Selected extract -
□ □ □ □
Under this rationale, a defaulting defendant could ask the trial court for a new trial, at least under certain circumstances.   If granted, section 583.320(a)(2) would arguably give plaintiff three years from the date of the order to bring the matter to trial.   As that scenario is not before us, however, we do not decide that issue.

Notwithstanding these broad interpretations, gleaned from various sources, case law is consistent insofar as the instant matter is concerned and leads us to conclude that the default judgment did not constitute a trial for purposes of section 583.320.   The only case that comes close to holding otherwise, Briley, was not a strict default as provided for by section 585.   The Briley defendants answered, thus joining the issues, but failed to appear for trial.   Had they appeared, they would have been entitled to present a full defense.   In their absence, the matter was conducted under the procedures of section 594.   In contrast, defendants here, had they appeared at the prove-up hearing, would not have been heard.   Not even Briley goes so far as to characterize a section 585 proceeding as a trial for purposes of section 583.310 et seq.

Appellants cite Heward v. Cromwell (1963) 216 Cal.App.2d 613, 31 Cal.Rptr. 249 and Muller v. Muller (1960) 179 Cal.App.2d 815, 4 Cal.Rptr. 419, both of which we find inapplicable.  Heward involved two separate  actions, one legal and one equitable, and a separate appeal on each.   In the legal action, plaintiff secured a default judgment against defendants, one of whom (Cromwell) later brought a successful independent action in equity to set aside the judgment.   Cromwell then appealed from that portion of the equity judgment directing the matter to trial, claiming he had not been served within three years and the matter had not gone to trial within five.   The appellate court said he had waived those claims.   Back in the trial court on the legal matter, Cromwell filed his answer to plaintiff's complaint and waited.   More than two and a half years later, plaintiff asked to set the case for trial.   It was now over ten years since the complaint had been filed, although nearly half of that had been tolled.   Cromwell moved for and secured a five-year dismissal.   On the ensuing appeal, the court affirmed, rejecting plaintiff's argument that the finding of waiver in the first appeal (the equity action) constituted law of the case.   The panel held that the principle did not apply since the first appeal had been on a separate case.   For the same reason, the panel also rejected plaintiff's claim that he had three years from issuance of the remittitur in the first appeal to get to trial.

Appellants argue that the “clear implication of this ruling is that had the prior appeal been in the same case—then the three-year statute would have applied.”   We see no such implication.   The Heward court did not address the question of whether a default prove-up constitutes a trial for purposes of section 583.320.  Heward does not even contain dictum supporting appellants' position.   That panel found the three-year extension inapplicable for one reason.   We find it inapplicable for another.

Muller v. Muller, supra, 179 Cal.App.2d 815, 4 Cal.Rptr. 419, is similar to Heward.   The appellate court held that the plaintiff was not entitled to three years from issuance of the remittitur on a related but separate action.   The panel did not address our issue.   Again, appellants' position is supportable only by way of an implication we do not perceive.
□ □ □ □
Extracted information -
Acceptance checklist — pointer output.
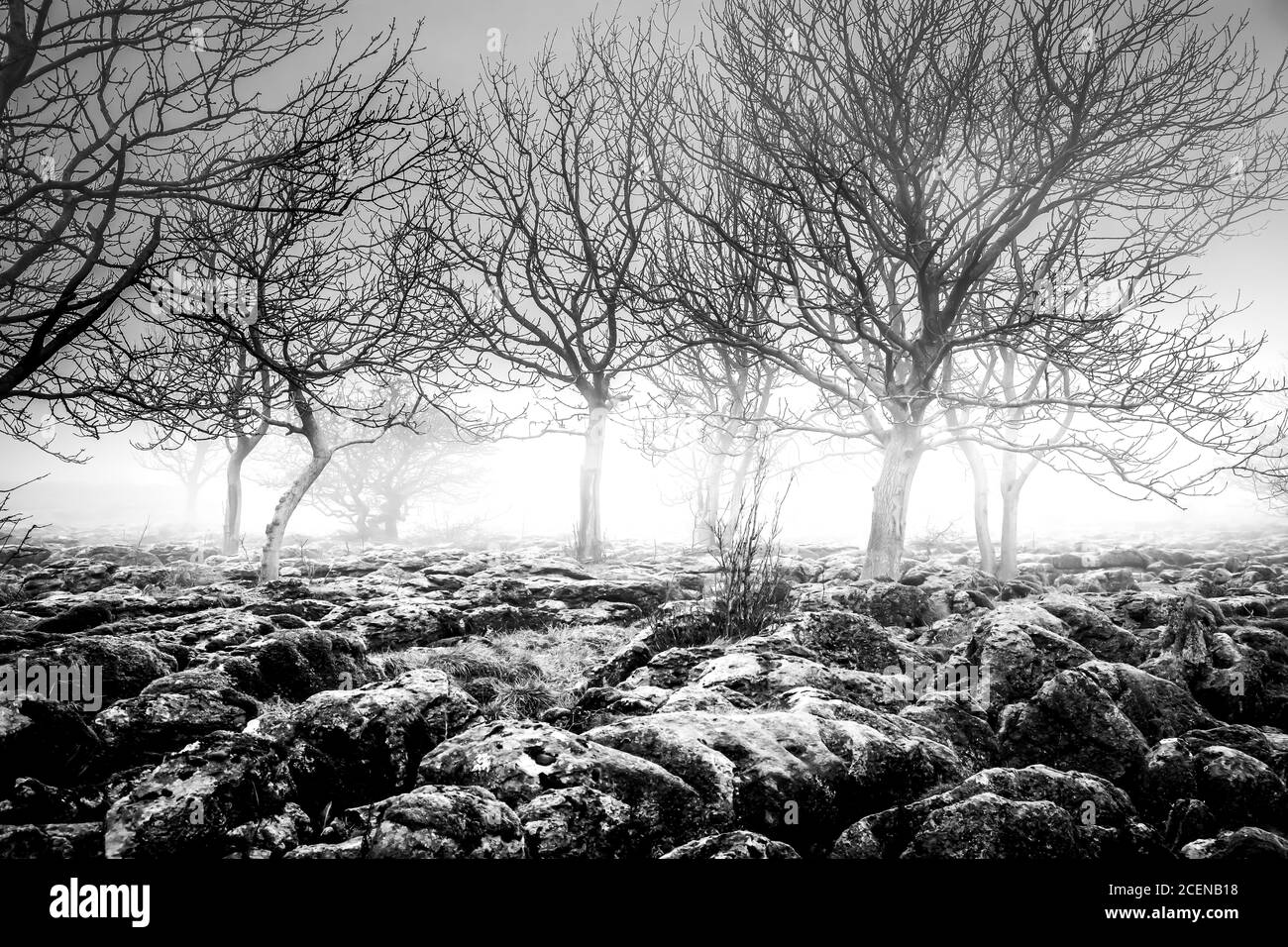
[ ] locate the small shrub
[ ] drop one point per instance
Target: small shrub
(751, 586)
□ □ □ □
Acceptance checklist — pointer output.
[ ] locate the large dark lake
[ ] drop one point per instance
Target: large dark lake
□ □ □ □
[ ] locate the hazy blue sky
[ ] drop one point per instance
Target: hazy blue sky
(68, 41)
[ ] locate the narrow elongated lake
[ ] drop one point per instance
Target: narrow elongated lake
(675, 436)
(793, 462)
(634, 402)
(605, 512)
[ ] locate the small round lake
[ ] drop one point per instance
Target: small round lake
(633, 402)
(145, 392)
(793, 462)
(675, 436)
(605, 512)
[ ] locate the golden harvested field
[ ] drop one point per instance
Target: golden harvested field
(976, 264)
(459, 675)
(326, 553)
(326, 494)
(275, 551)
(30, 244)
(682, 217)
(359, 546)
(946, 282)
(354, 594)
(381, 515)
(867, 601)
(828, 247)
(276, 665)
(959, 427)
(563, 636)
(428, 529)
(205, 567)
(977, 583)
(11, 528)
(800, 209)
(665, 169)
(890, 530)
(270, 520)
□ □ □ □
Exercise tasks -
A - Write out the part of the court opinion above between "Notwithstanding these broad" and "583.310 et seq.", inclusive.
B - State whether each statement agrees with the court opinion, answering yes or no and quoting the deciding words: (i) the Briley defendants answered but did not appear for trial; (ii) in Heward, Cromwell's motion for a five-year dismissal was denied; (iii) the court finds Heward and Muller applicable to the present matter.

Response list -
A -
Notwithstanding these broad interpretations, gleaned from various sources, case law is consistent insofar as the instant matter is concerned and leads us to conclude that the default judgment did not constitute a trial for purposes of section 583.320.   The only case that comes close to holding otherwise, Briley, was not a strict default as provided for by section 585.   The Briley defendants answered, thus joining the issues, but failed to appear for trial.   Had they appeared, they would have been entitled to present a full defense.   In their absence, the matter was conducted under the procedures of section 594.   In contrast, defendants here, had they appeared at the prove-up hearing, would not have been heard.   Not even Briley goes so far as to characterize a section 585 proceeding as a trial for purposes of section 583.310 et seq.

B -
(i) Yes: "The Briley defendants answered, thus joining the issues, but failed to appear for trial."
(ii) No: "Cromwell moved for and secured a five-year dismissal."
(iii) No: "both of which we find inapplicable."